**PROBLEM STATEMENT**
In the article below about the NASA area homebrewing club, to what temperature do the homebrewers heat the grain in water when they mash it?

NASA area club makes homebrewing a fun science
Tim Gamble, commander of the Bay Area Mashtronauts, scooped 5 pounds of rye in a bowl on a windy day. As grain dust floated in the air, his co-brewers carefully weighed the bowl before pouring the grain into a homemade mill operated with a yellow Dewalt drill.
A dozen homebrewers gathered outside on the Saturday before the Super Bowl to say goodbye to a favorite place by mashing grain and making gallons of beer.
The homebrewers met at DeFalco’s Home Wine & Beer Supplies, 16532 Sea Lark Road in the Clear Lake area, on the last day the store was open.
“We took a dive in distribution and home brew business,” Manager Andy Barnard said.
The other branch of the store, 9223 Stella Link Road in Houston, will remain open, Barnard said.
The Mashtronauts have different theories about why the Clear Lake area store closed. One is that the market couldn’t support two stores. Another is that homebrewers can get supplies online.
Yet another is that the popularity of craft beers in recent years led to a decline in homebrewing.
“You can get these beers anywhere,” Barnard said.
That’s not what Mashtronaut John Jons believes.
“We all tend to brew at home,” Jons said. “There’s a satisfaction like with cooking and creating recipes.”
The Mashtronauts have 170 members, although 80 of them are current on their $20 annual club dues, Gamble said. Members are NASA engineers, doctors, laboratory technicians and airline pilots, like Gamble. Some are retirees.
After they mill the grain, the homebrewers mash it by heating it in water to 160 F so the starches convert to sugars. Everything has to be kept clean to prevent bacteria. At a later stage in the brewing process, yeast is added.
“If you use enough yeast, bacteria doesn’t have a chance to take hold,” Gamble said. “It’s biology, chemistry and the fight for life.”
The “brew sculpture” Gamble used holds three massive metal pots. It’s essentially an outdoor propane stove, but it’s reserved solely for making beer.
Gamble kept a clipboard with a scientific recipe he referred to as if he were making a pre-flight check on a plane he pilots. This is serious craftsmanship. Gamble wins homebrewing competitions, and he intends to win again with this particular batch of Helles-style lager.
David Cooper of Galveston, a retired firefighter, first brewed beer in 1971 when he was planting trees in British Columbia, Canada.
Cooper takes a different approach to brewing beer.
“No matter what happens here, hold no one accountable because beer is involved,” he said.
The first brew Eric Briggs made in 2012 was his wedding beer. He’s still learning the craft, he said.

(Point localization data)
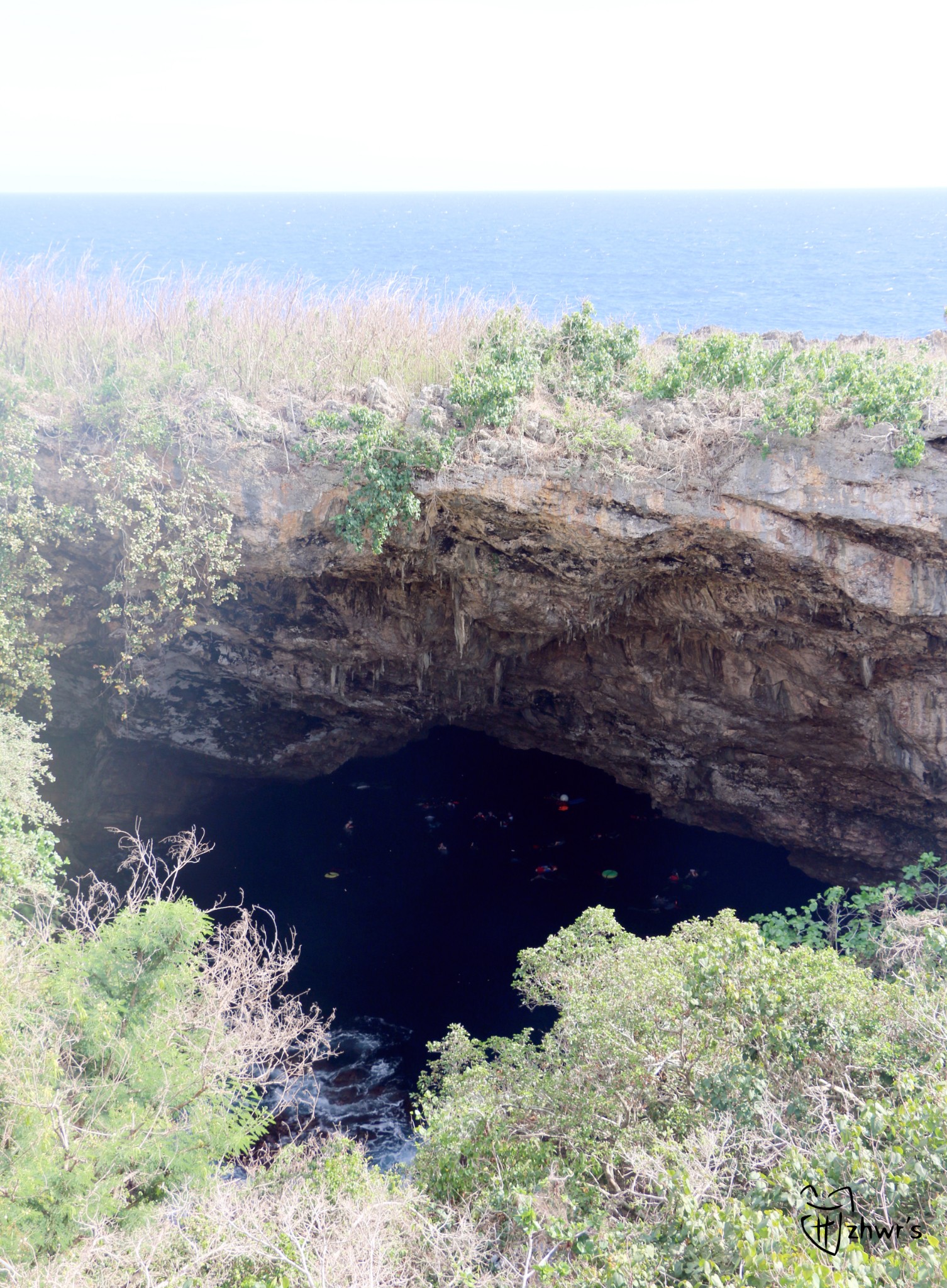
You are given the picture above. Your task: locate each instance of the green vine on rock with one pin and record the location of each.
(174, 533)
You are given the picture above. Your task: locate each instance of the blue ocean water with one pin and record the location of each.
(817, 262)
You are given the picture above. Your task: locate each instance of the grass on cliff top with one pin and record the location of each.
(280, 370)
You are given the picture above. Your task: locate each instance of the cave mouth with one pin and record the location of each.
(438, 850)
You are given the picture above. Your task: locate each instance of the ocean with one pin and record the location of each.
(824, 263)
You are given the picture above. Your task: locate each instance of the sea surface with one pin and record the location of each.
(824, 263)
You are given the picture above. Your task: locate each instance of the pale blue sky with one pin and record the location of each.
(529, 94)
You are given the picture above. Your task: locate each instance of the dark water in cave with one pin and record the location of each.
(440, 886)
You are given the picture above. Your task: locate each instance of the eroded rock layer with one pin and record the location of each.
(761, 653)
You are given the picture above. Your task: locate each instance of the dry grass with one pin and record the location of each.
(240, 362)
(69, 331)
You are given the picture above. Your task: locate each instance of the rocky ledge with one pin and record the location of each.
(761, 653)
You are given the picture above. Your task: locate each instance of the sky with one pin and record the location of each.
(304, 96)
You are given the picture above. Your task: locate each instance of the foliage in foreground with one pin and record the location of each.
(665, 1128)
(132, 1028)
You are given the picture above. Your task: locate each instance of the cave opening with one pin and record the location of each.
(413, 880)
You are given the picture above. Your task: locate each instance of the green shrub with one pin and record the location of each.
(855, 923)
(587, 358)
(309, 448)
(379, 463)
(506, 364)
(723, 361)
(879, 389)
(689, 1090)
(125, 1055)
(594, 436)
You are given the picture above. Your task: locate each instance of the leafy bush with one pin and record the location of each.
(588, 358)
(594, 436)
(723, 361)
(128, 1045)
(504, 370)
(380, 463)
(663, 1130)
(856, 923)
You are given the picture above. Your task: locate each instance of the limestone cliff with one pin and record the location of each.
(761, 652)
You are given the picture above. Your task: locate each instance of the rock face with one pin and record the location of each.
(763, 655)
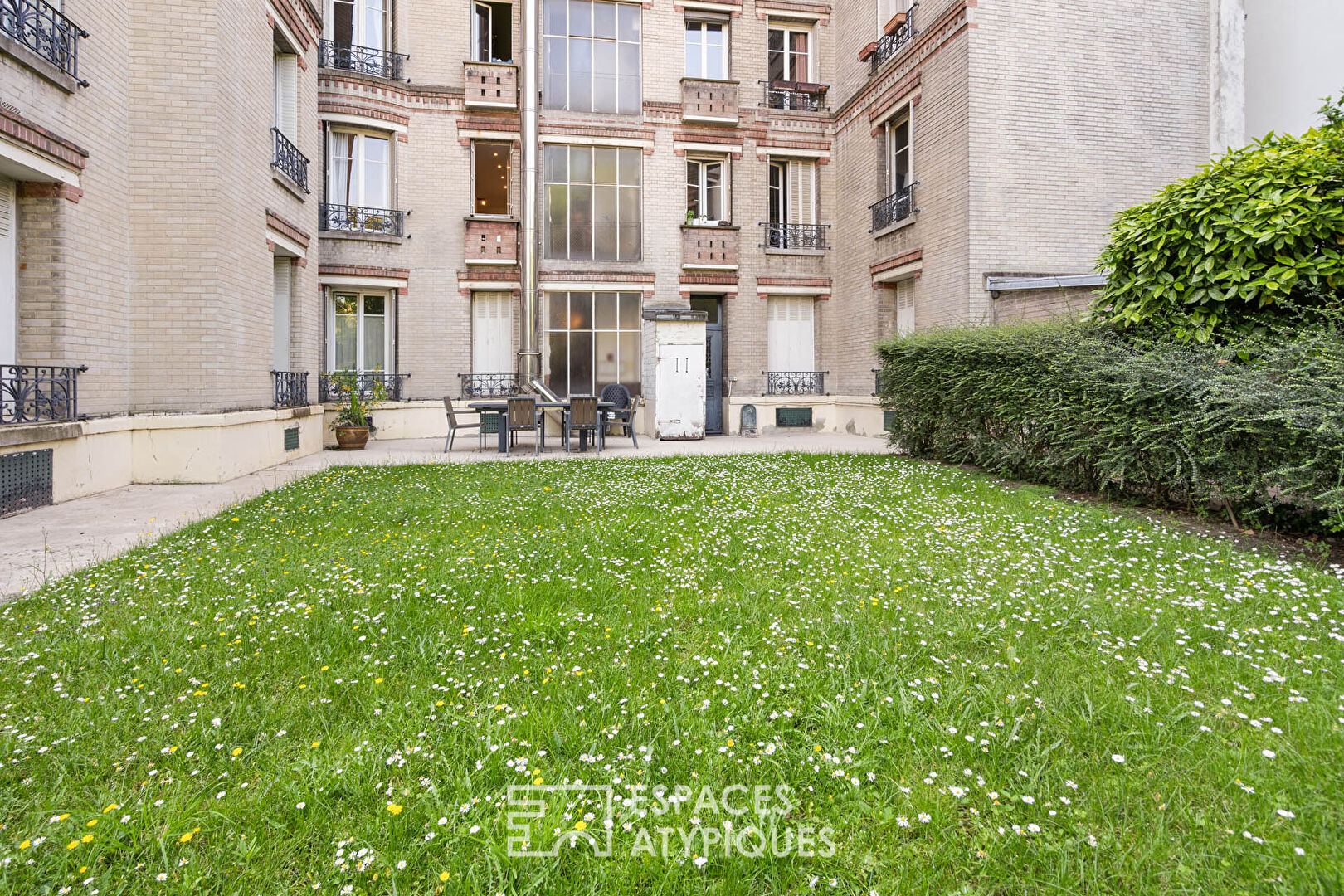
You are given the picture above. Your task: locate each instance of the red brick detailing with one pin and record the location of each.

**ANSWER SECTION**
160 F